#### Exercise goal
Switch "mask_request" to "outline_request" throughout the entries below and reproduce them with nothing else altered.

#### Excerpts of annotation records
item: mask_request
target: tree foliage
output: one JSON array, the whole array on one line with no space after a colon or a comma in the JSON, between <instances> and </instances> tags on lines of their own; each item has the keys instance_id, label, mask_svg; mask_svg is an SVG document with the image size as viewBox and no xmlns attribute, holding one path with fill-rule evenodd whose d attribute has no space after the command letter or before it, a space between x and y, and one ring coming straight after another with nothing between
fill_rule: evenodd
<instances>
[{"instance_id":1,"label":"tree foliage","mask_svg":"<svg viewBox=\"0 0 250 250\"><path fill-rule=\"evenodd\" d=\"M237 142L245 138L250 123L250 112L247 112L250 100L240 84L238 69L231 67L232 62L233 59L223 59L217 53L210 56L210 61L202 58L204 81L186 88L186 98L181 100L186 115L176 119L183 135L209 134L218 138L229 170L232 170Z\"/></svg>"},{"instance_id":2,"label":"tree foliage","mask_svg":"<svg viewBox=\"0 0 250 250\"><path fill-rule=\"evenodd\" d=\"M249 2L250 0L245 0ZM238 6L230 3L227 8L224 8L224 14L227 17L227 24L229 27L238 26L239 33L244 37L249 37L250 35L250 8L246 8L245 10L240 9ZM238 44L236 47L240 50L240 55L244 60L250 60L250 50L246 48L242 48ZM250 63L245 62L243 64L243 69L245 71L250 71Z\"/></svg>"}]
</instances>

#### In response
item: outline_request
target: tree foliage
output: one JSON array, the whole array on one line with no space after a colon or a comma in the JSON, between <instances> and </instances> tags on lines of their own; each item has the keys instance_id, label, mask_svg; mask_svg is an SVG document with the image size as viewBox and no xmlns attribute, holding one path with fill-rule evenodd whose d attribute has no space after the command letter or before it, a space between x and y, and one ring coming straight after another with nothing between
fill_rule: evenodd
<instances>
[{"instance_id":1,"label":"tree foliage","mask_svg":"<svg viewBox=\"0 0 250 250\"><path fill-rule=\"evenodd\" d=\"M237 142L245 138L250 123L250 112L247 112L250 100L240 84L238 69L231 67L232 62L233 59L223 59L217 53L210 56L210 61L202 58L204 81L186 88L186 98L181 100L186 115L176 119L183 135L209 134L218 138L229 170L232 170Z\"/></svg>"},{"instance_id":2,"label":"tree foliage","mask_svg":"<svg viewBox=\"0 0 250 250\"><path fill-rule=\"evenodd\" d=\"M249 2L250 0L245 0ZM238 6L230 3L227 8L224 8L224 14L227 17L227 24L229 27L238 26L239 33L244 37L249 37L250 35L250 8L246 8L245 10L240 9ZM238 44L236 47L240 50L240 55L244 60L250 60L250 50L246 48L242 48ZM250 63L245 62L243 64L243 69L245 71L250 71Z\"/></svg>"}]
</instances>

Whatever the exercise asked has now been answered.